PASSAGE PROVIDED »
Jiu Jitsu is all about moving your body. Understanding how to create the best conditions for movement is vital to developing your Jiu Jitsu. And one skill above all others is critical—learning to move while maintaining a neutral spine.
A neutral spine protects you from injury and creates a stable base for Jiu Jitsu’s athletic movements. Every aspect of your Jiu Jitsu improves when you learn to maintain a neutral spine. Your takedowns get better; your passing is quicker and more balanced; your base is stronger; everything you do is better.
What Is a Neutral Spine?
The back is made up of three segments: the lumbar, thoracic and cervical.
Each has a natural curve and keeping those curves is considered the neutral position. This is the position of not just stability but strength.
To understand the neutral spine, it is helpful to know that the body is designed with muscles for different purposes. The muscles of the limbs—the legs, hips and arms—are designed for motion. The muscles of the spine are designed to stabilize against motion. Core muscles help hold the spine in neutral.
Neutral spine, right, with all three curves of the back in alignment.
“Although motion through the back is only natural and promotes healthy tissue, our spine is at its strongest, most resilient and most supported position when it is in neutral,” writes Stuart McGill, Ph.D. McGill is a professor at the University of Waterloo in Canada where he has a world-renowned research clinic devoted to studying back pain and rehabilitation. McGill is considered the expert on issues related to the back and spine. Back Mechanic: The Secrets To A Healthy Spine Your Doctor Isn’t Telling You is essential reading for all Jiu Jitsu students. (I picked up Back Mechanic after injuring my hip and neck. The book has helped me tremendously in recovery and totally changed the way I look at exercise. See more at www.backfitpro.com)
McGill has spent his professional career studying movement and its relation to the spine. Motion is meant to occur through the hips and shoulders and not through the spine, McGill writes. “Limb movement from limb muscles requires a stiffened torso. This principal is at the root of great athletic performance.”
“Athletes with techniques who create a lot of spine motion when it is under high load instead of taking advantage of the motion and power production in the hips will either hurt their backs or limit their performance. The great Jiu Jitsu masters utilize spine mobility when the loads are low but stiffen the spine in neutral to create terrific hip power for high performance and resilience.”
– Stuart McGill
Moving With The Hips
“The hips are designed to bend (ball and socket joints) while the spine is a flexible rod with discs as joints that follow different rules. We restore the painful back of Jiu Jitsu practitioners by reducing bending during the day. This includes replacing situps with stir-the-pot exercises (see video below). Athletes have less pain and better performance,” McGill writes in an email conversation with Zenyo Jiu Jitsu.

WHAT TO PRODUCE » Continue the passage on keeping a neutral spine in Jiu Jitsu, beginning right after its final sentence. The rows that come after this passage are separate material and unrelated to it.

RECORD EXCERPTS »
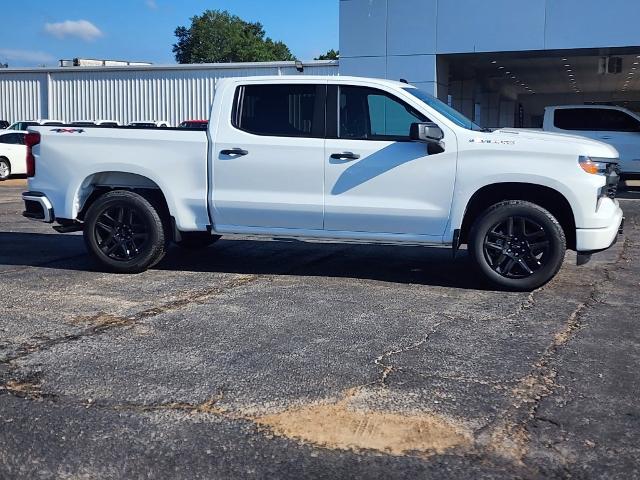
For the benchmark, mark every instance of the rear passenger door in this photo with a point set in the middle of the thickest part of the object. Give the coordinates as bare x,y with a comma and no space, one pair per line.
268,158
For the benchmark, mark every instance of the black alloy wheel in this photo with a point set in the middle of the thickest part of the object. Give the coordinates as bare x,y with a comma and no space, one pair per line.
125,232
121,233
516,247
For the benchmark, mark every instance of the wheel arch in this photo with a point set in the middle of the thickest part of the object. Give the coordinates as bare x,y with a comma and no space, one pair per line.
95,185
546,197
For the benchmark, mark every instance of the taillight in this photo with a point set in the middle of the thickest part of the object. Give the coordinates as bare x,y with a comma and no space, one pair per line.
30,140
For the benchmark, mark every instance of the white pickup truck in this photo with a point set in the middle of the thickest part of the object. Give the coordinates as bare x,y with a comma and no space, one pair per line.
334,158
616,126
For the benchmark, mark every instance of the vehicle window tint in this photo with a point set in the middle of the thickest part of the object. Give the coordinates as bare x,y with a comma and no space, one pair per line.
280,110
12,139
369,114
595,119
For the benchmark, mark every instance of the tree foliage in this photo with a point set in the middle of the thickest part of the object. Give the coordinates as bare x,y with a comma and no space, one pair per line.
330,55
218,37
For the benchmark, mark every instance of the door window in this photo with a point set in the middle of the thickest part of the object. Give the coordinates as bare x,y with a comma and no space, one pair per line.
595,120
12,139
280,110
370,114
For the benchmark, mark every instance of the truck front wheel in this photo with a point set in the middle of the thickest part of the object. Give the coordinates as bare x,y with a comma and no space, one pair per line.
124,232
517,245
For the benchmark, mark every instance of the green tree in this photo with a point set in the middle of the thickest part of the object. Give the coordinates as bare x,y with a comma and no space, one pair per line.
330,55
218,37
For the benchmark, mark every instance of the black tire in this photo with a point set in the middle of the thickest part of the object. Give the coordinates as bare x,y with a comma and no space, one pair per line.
5,168
197,240
517,245
124,232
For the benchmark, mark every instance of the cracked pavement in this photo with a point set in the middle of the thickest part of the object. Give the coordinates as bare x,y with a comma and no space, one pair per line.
177,372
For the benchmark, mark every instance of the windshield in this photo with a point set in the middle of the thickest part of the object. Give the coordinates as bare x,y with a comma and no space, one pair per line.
444,109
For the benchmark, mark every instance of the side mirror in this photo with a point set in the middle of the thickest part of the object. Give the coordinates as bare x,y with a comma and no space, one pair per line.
426,132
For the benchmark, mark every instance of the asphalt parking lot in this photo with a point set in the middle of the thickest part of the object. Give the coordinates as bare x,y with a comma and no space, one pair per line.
280,359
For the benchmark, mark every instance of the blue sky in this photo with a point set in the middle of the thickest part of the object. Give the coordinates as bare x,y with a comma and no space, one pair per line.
142,30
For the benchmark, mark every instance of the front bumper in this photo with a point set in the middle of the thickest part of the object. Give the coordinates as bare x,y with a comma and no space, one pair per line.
37,207
596,239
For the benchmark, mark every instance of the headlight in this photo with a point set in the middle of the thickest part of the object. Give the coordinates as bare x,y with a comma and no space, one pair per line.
595,165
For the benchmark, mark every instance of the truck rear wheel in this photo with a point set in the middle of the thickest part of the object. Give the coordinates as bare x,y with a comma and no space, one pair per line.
517,245
196,240
124,232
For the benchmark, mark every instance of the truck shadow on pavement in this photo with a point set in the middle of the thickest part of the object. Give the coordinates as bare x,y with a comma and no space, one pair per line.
394,264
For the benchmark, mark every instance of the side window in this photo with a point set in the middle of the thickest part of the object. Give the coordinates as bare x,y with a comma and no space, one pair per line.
369,114
295,110
12,139
595,119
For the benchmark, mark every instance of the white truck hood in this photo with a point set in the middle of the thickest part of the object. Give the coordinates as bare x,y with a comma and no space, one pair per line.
595,148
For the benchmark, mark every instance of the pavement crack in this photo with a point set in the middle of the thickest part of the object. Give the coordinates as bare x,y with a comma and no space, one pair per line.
103,322
386,368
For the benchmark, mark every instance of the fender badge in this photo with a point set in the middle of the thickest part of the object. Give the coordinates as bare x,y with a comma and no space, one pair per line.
67,130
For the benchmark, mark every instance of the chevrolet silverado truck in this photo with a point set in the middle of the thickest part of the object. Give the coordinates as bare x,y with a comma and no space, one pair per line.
335,158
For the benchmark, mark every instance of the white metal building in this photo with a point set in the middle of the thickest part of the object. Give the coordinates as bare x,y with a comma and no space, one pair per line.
173,93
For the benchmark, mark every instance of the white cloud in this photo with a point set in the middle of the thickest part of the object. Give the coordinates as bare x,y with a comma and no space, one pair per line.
83,29
25,56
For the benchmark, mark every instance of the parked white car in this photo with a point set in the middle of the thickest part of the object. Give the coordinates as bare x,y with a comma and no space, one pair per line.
95,123
150,124
13,153
616,126
353,159
24,124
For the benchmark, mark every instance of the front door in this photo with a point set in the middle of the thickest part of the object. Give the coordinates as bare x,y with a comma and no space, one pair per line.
268,158
376,179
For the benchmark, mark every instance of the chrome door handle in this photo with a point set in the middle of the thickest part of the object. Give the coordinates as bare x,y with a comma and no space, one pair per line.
238,152
345,156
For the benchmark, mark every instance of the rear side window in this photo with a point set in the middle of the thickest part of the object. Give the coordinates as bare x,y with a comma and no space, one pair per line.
370,114
280,110
12,139
595,119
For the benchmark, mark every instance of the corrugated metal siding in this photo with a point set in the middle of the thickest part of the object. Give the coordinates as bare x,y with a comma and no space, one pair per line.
173,93
22,95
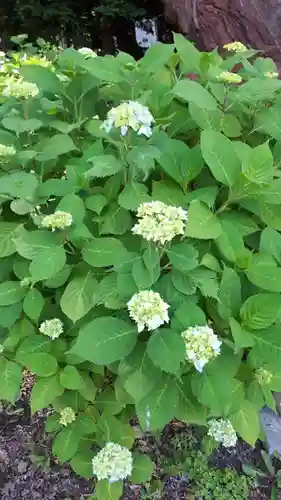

ANSWER TO THE EXERCISE »
At Zenyo Jiu Jitsu, we teach that every single thing we do in life is a skill—and all skills are learned through practice. A great deal of our practice is dedicated to learning how to move through the hips while maintaining a neutral spine.
Many people have difficulty stabilizing the spine. Tight hips from too much sitting leads to spinal movement. During Jiu Jitsu training, a flexed spine presents a threat for injury and limits your strength, power, reaction and balance. All aspects of Jiu Jitsu suffer from allowing the spine to dominate motion instead of the hips.
The basic unit of movement for the human body is the hip hinge. The hinge is comprised of the two dominant motion patterns: flexion and extension. Learning to hinge at the hips is the start of good movement and spinal safety. ,
How To Hip Hinge
At Zenyo, we use the hinge in all our training. Learning to hinge properly is critical. All movement patterns should be built around knowledge of the hinge.
To practice, you need a straight bar. A PVC pipe works great.
Hold the bar behind your back, touching the back of your head and hips. As you hinge at your hips, you get immediate feedback if there is motion in the spine. The hips should move; the spine should not. Training this motion daily is a great way to increase your movement knowledge and skill.
Protecting From Injury
Jiu Jitsu presents a unique challenge to the human body. Not only are we required to move in novel ways rarely present in other sports, but also prevent others from moving us in dangerous ways. Jiu Jitsu requires us to be proficient from standing, crouching, kneeling, squatting and lying positions. Almost no other sport demands such a variety of body positioning.
It is a challenge to keep a neutral spine while transitioning through each of these positions—from standing to kneeling to lying. At Zenyo, we focus on hip hinging during these movements, and not flexing through the spine, which presents reduces the risk of disabling back pain.
“The spine bends much like a bending rod,” McGill writes in his email. “The discs deform to allow the bending motion. Imagine taking a wire coat hanger and bending it back and forth over and over. Eventually the material will fatigue and break. The spine experiences the same cumulative effect with repeat bending when combined with high load. Instead lock the back when high loads are created to leverage your opponent or to create a pry motion from a leg-foot or arm-hand contact.”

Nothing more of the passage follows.